• Data:

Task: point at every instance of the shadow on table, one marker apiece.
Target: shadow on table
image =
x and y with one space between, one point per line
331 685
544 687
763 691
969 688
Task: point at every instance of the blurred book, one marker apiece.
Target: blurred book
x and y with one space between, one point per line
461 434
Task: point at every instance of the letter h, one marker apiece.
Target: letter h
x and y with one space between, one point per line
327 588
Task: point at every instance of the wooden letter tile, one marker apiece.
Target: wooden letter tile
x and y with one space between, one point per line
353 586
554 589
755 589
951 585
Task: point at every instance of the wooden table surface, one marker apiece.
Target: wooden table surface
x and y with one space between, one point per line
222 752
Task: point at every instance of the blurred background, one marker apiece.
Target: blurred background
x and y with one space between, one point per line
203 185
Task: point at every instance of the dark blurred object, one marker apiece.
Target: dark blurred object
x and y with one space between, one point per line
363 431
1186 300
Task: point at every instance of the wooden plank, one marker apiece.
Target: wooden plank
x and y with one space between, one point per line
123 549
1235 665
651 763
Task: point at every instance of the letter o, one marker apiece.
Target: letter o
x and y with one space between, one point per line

• Instructions for the task: Turn the lines above into a Markdown table with the columns "Row" and "Line". Number each line and skip any blank ones.

• Correct output:
| Row | Line |
|---|---|
| 1 | Task: point at every instance of the shadow on table, one marker apiece. |
| 2 | Target: shadow on table |
| 3 | image = |
| 4 | x and y with one space between, one point per line |
| 5 | 331 685 |
| 6 | 544 687 |
| 7 | 763 691 |
| 8 | 969 688 |
| 9 | Task: point at every instance of the blurred book, one marker apiece. |
| 10 | Target: blurred book |
| 11 | x and y with one space between, one point per line |
| 12 | 461 434 |
| 13 | Task: point at every instance of the letter h, one marker apiece. |
| 14 | Target: letter h |
| 15 | x and y with one space between, one point per line |
| 16 | 327 588 |
| 17 | Task: point at every instance of the wooden letter tile, one marker apiece. |
| 18 | Target: wooden letter tile |
| 19 | x and y with one space between, one point per line |
| 20 | 353 586 |
| 21 | 554 589 |
| 22 | 755 589 |
| 23 | 951 585 |
| 24 | Task: point at every instance of the wooden table surface, one marker apiece. |
| 25 | Target: wooden table surface |
| 26 | x and y with one space between, one point per line |
| 27 | 222 752 |
| 28 | Task: point at every instance of the blurred background, one marker apiece. |
| 29 | Target: blurred background |
| 30 | x and y with one space between, one point per line |
| 31 | 203 185 |
| 32 | Task: point at every instance of the dark blurred object, one marker apiece. |
| 33 | Target: dark blurred object |
| 34 | x and y with one space between, one point per line |
| 35 | 363 431 |
| 36 | 1186 300 |
| 37 | Task: point at every instance of the wooden plank, one marker apiece. |
| 38 | Target: wooden plank |
| 39 | x and y with one space between, one point per line |
| 40 | 123 549 |
| 41 | 1235 665 |
| 42 | 651 763 |
| 43 | Task: point at every instance of the letter o, one marker apiece. |
| 44 | Target: letter o |
| 45 | x and y with one space between, one point per line |